_TEKS BACAAN:_
——

GLOBAL-ISLAM.COM – Allah memerintahkan kepada ummahatul mukminin dan juga
seluruh muslimah secara umum, untuk menetap di rumah-rumah mereka. Perintah
tersebut memiliki manfaat yang besar bagi kaum wanita dalam berbagai aspeknya.
“Dan hendaklah kalian tetap di rumah kalian
dan janganlah kalian berhias dan bertingkah laku seperti orang-orang jahiliyah
yang dahulu dan dirikanlah sholat, tunaikanlah zakat dan taatilah Allah dan
Rasul-Nya. Sesungguhnya Allah bermaksud hendak menghilangkan dosa kalian, hai
ahlul bait dan membersihkan kamu sebersih-bersihnya.” (Al-Ahzab: 33)
Lebih
Dekat dengan Allah
Menetapnya
seorang muslimah di rumah, menahan diri untuk tidak keluyuran dan pergi
sesuka hati tanpa keperluan syar’i, merupakan salah satu wujud ketaatan kepada
Allah dan Rasul-Nya. Ketaatan tersebut akan mendatangkan keridhaan Allah dan
pahala bagi dirinya.
Selain
itu,menetapnya wanita di dalam rumah memberikan peluang bagi dirinya untuk
melakukan aktivitas taqarrub ilallah (mendekatkan diri kepada Allah).
Dengan di rumah ia akan lebih memiliki waktu dan kesempatan untuk melakukan
ibadah-ibadah nafilah, juga waktu luang untuk mengaji dan mengkaji Al-Qur’an,
serta amalan lain yang kemungkinan tidak bisa dan tidak sempat dia lakukan jika
ia sibuk beraktivitas di luar.
Persis
seperti yang disampaikan oleh Rasulullah SAW, “Dan saat-saat yang paling
dekat dengan Rabb-Nya adalah saat ia berada di bagian rumahnya yang paling
dalam.” (Silsilah Ash-Shahihah, 2688).
Karena
itulah, penting untuk mengetahui keutamaan menetapnya wanita di rumah. Bahkan
shalat di masjid yang diganjar dengan pahala 27 derajat untuk laki-laki,
menjadi tidak lebih utama, ketika seorang wanita shalat di rumahnya.

——

_DATA YANG DISEDIAKAN:_
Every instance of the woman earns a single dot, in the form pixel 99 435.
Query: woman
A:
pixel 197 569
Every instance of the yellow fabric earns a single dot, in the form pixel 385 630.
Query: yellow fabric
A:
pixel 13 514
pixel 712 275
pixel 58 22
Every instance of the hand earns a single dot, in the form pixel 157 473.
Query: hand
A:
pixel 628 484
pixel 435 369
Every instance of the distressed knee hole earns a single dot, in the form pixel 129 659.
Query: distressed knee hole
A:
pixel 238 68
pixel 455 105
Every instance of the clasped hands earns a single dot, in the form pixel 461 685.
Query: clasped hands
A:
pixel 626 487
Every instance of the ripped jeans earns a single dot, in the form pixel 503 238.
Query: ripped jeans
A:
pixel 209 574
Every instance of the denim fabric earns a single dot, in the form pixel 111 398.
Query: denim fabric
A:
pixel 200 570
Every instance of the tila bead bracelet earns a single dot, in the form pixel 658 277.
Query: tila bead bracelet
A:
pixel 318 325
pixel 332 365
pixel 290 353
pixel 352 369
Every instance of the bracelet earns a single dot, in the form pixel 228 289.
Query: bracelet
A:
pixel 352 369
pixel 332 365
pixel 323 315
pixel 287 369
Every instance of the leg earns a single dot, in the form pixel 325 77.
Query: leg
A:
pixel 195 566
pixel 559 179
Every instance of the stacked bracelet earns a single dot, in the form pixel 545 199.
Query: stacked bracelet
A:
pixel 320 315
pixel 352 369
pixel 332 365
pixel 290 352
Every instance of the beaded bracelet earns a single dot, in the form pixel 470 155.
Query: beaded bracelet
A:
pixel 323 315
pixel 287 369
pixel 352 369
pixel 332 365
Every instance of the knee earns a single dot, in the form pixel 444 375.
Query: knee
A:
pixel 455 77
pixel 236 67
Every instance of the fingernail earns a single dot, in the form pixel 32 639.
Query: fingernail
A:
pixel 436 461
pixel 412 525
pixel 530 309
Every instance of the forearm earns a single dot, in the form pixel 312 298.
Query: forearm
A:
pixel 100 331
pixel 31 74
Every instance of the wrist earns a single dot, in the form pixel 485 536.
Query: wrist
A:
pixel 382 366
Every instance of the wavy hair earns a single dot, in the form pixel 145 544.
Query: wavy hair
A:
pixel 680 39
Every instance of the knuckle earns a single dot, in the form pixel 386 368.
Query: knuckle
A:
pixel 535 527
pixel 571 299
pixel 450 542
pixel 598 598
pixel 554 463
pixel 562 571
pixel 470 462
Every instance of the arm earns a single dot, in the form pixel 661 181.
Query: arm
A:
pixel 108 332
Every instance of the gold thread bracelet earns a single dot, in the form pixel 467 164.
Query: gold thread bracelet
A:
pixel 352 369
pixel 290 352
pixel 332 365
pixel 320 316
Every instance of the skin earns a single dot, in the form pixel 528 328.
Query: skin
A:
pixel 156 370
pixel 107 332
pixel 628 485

——

_KETENTUAN TUGAS:_ Lanjutkan teks tentang anjuran bagi muslimah untuk menetap di rumah, dimulai sesudah kalimat terakhirnya. Daftar di atas merupakan bahan tersendiri yang terpisah dari teks tentang anjuran bagi muslimah untuk menetap di rumah.

_JAWABAN TUGAS:_
Ummu
Hamid, istri Abu Hamid As-Sa’idi, pernah mendatangi Nabi dan berkata, “Wahai
Rasulullah, saya senang shalat bersama engkau.” Rasulullah bersabda, “Aku
tahu kau senang shalat bersamaku. Tapi shalatmu di dalam rumahmu itu lebih baik
daripada shalat di halaman dalam rumahmu. Shalatmu di halaman dalam itu lebih
baik daripada shalat di dalam kompleks rumahmu. Shalatmu di kompleks rumahmu
lebih baik daripada shalat di masjid kaummu. Shalatmu di masjid kaum itu lebih
baik daripada shalat di masjidku.”
Ummu Hamid
pun memerintahkan agar dibuatkan tempat shalat di bilik yang paling dalam di
rumahnya dan shalat di tempat itu hingga ia wafat. (HR. Ahmad)
Bebas dari fitnah
Perintah
untuk menetap di dalam rumah dalam ayat yang tersebut di atas, diiringi dengan
larangan untuk berhias dan bertingkah laku seperti wanita jahiliyah. Seorang
wanita yang enggan menetap di rumah lantaran hobi hang out dan keluar
rumah tanpa alasan syar’i, seakan menjadi alasan untuk berhias agar tampil
cantik dan menarik ketika akan keluar rumah.
Bepergiannya
seorang wanita dari rumahnya, akan memicu berbagai fitnah dan kerusakan. Karena
Rasulullah SAW telah mengingatkan, “Wanita itu aurat. Bila ia keluar dari
rumah, setan akan menghiasinya.” (HR. Tirmidzi). Dengan menetap di dalam
rumah, berarti ia berada dalam sebuah benteng yang kokoh dan penjagaan yang
kuat. Jika ia keluar dari rumahnya, hilanglah rasa aman yang dimilikinya
seperti halnya ketika ia berada di dalam rumah.
Setan tak
perlu bersusah payah mencari umpan, karena wanita yang keluar tersebut telah
menjadi umpan sekaligus perangkap ampuh untuk menjebak manusia ke dalam fitnah
dan kerusakan. Oleh karena itu, Abdullah bin Mas’ud berpesan, “Tahanlah wanita
di rumah, karena sesungguhnya wanita itu adalah aurat. apabila ia keluar rumah,
setan menatapnya dengan tajam dan berbisik kepadanya, ‘Tidaklah engkau
melewati seorang pun melainkan ia pasti kagum terhadapmu’.”
Setan
menghiasi wanita hingga dirinya merasa cantik dan menganggap dirinya seolah
tampak menarik di mata lelaki yang melihatnya. Sebaliknya, setan juga
memperdayai laki-laki yang dilewatinya agar tergoda oleh si
wanita.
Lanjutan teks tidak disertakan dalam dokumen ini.